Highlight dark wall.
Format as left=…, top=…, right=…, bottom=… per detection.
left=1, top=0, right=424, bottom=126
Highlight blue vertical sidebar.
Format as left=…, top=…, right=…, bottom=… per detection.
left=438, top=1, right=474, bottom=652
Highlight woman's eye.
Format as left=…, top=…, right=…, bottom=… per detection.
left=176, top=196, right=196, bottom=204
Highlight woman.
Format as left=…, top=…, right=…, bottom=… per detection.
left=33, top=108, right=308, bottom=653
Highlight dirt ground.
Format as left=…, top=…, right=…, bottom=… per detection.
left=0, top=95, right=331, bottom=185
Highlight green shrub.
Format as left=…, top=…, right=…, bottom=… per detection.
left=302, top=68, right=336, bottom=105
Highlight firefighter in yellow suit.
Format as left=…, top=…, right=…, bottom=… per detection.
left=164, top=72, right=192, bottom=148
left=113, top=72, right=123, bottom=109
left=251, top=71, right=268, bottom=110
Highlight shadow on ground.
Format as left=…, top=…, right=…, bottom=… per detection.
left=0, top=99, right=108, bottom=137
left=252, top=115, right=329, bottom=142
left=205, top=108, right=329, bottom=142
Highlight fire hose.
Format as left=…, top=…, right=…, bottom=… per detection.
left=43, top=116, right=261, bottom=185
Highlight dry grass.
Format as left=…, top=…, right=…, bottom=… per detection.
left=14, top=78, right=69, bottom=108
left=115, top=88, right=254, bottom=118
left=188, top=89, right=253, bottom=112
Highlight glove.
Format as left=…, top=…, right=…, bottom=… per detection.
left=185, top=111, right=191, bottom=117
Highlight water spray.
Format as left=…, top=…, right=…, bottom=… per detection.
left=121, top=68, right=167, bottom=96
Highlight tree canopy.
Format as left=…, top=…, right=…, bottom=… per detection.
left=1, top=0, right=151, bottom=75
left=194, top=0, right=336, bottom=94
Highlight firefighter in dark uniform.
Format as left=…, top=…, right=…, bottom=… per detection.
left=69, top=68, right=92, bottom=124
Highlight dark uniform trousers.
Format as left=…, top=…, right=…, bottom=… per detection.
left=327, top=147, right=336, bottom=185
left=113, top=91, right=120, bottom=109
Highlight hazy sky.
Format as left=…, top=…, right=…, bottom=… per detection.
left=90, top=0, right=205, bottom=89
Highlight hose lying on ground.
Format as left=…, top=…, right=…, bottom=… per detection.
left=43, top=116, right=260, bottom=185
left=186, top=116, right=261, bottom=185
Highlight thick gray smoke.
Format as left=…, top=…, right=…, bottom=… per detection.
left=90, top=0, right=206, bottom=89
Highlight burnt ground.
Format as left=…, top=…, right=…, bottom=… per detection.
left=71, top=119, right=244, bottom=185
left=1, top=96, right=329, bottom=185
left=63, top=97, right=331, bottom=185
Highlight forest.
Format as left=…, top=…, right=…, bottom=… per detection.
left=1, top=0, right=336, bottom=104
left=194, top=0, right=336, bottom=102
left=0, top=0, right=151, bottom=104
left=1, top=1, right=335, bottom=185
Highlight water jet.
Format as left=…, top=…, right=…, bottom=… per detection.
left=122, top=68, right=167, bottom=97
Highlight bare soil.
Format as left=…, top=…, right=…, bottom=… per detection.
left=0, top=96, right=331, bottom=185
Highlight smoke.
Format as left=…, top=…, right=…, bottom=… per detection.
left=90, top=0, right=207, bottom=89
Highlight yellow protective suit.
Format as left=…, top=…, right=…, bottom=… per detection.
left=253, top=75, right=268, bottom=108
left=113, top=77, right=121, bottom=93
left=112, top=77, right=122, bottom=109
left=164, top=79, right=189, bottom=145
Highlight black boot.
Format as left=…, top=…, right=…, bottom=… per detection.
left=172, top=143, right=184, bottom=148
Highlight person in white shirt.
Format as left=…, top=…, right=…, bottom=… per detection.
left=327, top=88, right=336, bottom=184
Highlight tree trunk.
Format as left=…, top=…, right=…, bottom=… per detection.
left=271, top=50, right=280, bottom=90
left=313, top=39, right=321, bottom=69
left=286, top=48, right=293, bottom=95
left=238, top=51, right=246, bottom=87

# WHAT YOU SHOULD DO
Write the data out once more, exactly as it was given.

# PROBLEM SOLUTION
Highlight dark wall.
Format as left=…, top=…, right=…, bottom=… per detection.
left=1, top=0, right=424, bottom=126
Highlight blue vertical sidebar.
Format as left=…, top=…, right=…, bottom=… per detection.
left=438, top=1, right=474, bottom=652
Highlight woman's eye.
Format as left=…, top=…, right=…, bottom=… per detection.
left=176, top=196, right=196, bottom=204
Highlight woman.
Format as left=…, top=…, right=…, bottom=… per detection.
left=33, top=108, right=308, bottom=653
Highlight dirt ground.
Format as left=…, top=…, right=…, bottom=… per detection.
left=0, top=95, right=331, bottom=185
Highlight green shrub.
Format as left=…, top=…, right=…, bottom=… per detection.
left=302, top=68, right=336, bottom=105
Highlight firefighter in yellow suit.
Format as left=…, top=…, right=…, bottom=… per detection.
left=164, top=72, right=192, bottom=148
left=113, top=72, right=123, bottom=109
left=251, top=71, right=268, bottom=110
Highlight shadow on ground.
Format as left=…, top=…, right=…, bottom=… per detection.
left=0, top=99, right=108, bottom=137
left=252, top=115, right=329, bottom=142
left=205, top=108, right=329, bottom=142
Highlight fire hose.
Format as left=…, top=…, right=…, bottom=… per detection.
left=43, top=116, right=261, bottom=185
Highlight dry grass.
Format as left=…, top=…, right=…, bottom=… per detection.
left=14, top=78, right=69, bottom=108
left=115, top=88, right=254, bottom=118
left=188, top=89, right=253, bottom=112
Highlight glove.
Format as left=…, top=…, right=…, bottom=… per detection.
left=185, top=111, right=191, bottom=117
Highlight water spray.
Format as left=…, top=…, right=…, bottom=… per detection.
left=121, top=68, right=167, bottom=96
Highlight tree canopy.
Format as left=…, top=…, right=…, bottom=… per detection.
left=1, top=0, right=151, bottom=75
left=194, top=0, right=336, bottom=94
Highlight firefighter in dark uniform.
Format as left=…, top=…, right=…, bottom=… per detection.
left=69, top=68, right=92, bottom=124
Highlight dark uniform trousers.
Format as left=…, top=…, right=…, bottom=… per detection.
left=327, top=147, right=336, bottom=185
left=113, top=91, right=120, bottom=109
Highlight hazy sky.
Format as left=…, top=…, right=…, bottom=… per detection.
left=90, top=0, right=205, bottom=89
Highlight hose lying on ground.
Format as left=…, top=…, right=…, bottom=… per detection.
left=43, top=116, right=260, bottom=185
left=186, top=116, right=261, bottom=185
Highlight thick gray smoke.
Format as left=…, top=…, right=…, bottom=… per detection.
left=90, top=0, right=206, bottom=89
Highlight burnt ground.
Format as left=…, top=…, right=…, bottom=… per detection.
left=71, top=119, right=244, bottom=185
left=1, top=96, right=329, bottom=185
left=63, top=97, right=331, bottom=185
Highlight forest.
Format as left=…, top=…, right=…, bottom=… per detection.
left=1, top=0, right=336, bottom=104
left=194, top=0, right=336, bottom=102
left=0, top=0, right=151, bottom=104
left=1, top=1, right=335, bottom=185
Highlight water jet.
Format as left=…, top=…, right=…, bottom=… per detection.
left=122, top=68, right=167, bottom=97
Highlight bare soil.
Format as left=…, top=…, right=…, bottom=… per detection.
left=0, top=96, right=331, bottom=185
Highlight smoke.
Format as left=…, top=…, right=…, bottom=… per detection.
left=90, top=0, right=207, bottom=89
Highlight yellow protective suit.
Format as left=…, top=…, right=…, bottom=… per detection.
left=253, top=75, right=268, bottom=108
left=113, top=77, right=121, bottom=93
left=112, top=77, right=122, bottom=109
left=164, top=79, right=189, bottom=145
Highlight black boot.
Format as left=…, top=…, right=…, bottom=… per detection.
left=172, top=143, right=184, bottom=148
Highlight person in white shirt.
Format as left=…, top=…, right=…, bottom=… per detection.
left=327, top=88, right=336, bottom=184
Highlight tree trunk.
Format as left=…, top=…, right=…, bottom=… per detection.
left=271, top=50, right=280, bottom=90
left=313, top=39, right=321, bottom=69
left=286, top=48, right=293, bottom=95
left=238, top=51, right=246, bottom=87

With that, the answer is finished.